Job
Copy the part of the records that opens with the line containing "Practice step: point at the green" and runs through the end of the records, swapping "stone veneer wall" for "brick facade" and leaving everything else unchanged.

Data in this exercise
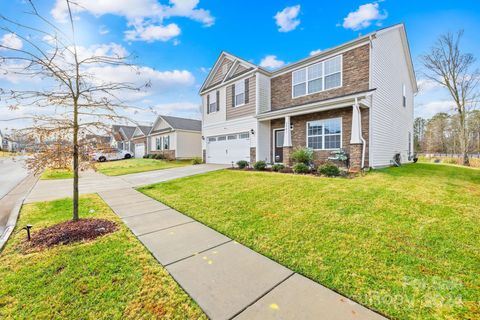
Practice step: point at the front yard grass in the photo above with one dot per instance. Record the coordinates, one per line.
(111, 277)
(403, 241)
(121, 167)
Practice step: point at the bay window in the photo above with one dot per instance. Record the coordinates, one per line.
(317, 77)
(324, 134)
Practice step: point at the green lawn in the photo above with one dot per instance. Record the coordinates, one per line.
(55, 174)
(121, 167)
(403, 241)
(112, 277)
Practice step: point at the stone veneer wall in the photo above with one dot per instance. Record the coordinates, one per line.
(355, 78)
(299, 135)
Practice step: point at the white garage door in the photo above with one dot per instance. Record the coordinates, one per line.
(228, 148)
(139, 150)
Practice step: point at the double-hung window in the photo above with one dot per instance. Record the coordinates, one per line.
(324, 134)
(239, 93)
(317, 77)
(212, 104)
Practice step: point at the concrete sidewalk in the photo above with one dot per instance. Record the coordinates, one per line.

Complete answer
Practice step: point at the green lawn in the photo above with one dot per instance. Record the coordinates, one per line.
(55, 174)
(121, 167)
(403, 241)
(112, 277)
Practice step: point at the brick facade in the photo above with one dot per instance. Record the coordinates, one per line.
(355, 78)
(299, 135)
Practice step: point at the white garage door in the photo above with one dot per instance. Record the coordinates, one per line.
(228, 148)
(139, 150)
Practice step: point at the double-hung window in the photo above with one dot per instance. Record the coordinates, one per line.
(324, 134)
(239, 93)
(317, 77)
(212, 104)
Practice step: point at the concrete sidewalk in the photo above with one dot per instance. Record the coordinates, one per line.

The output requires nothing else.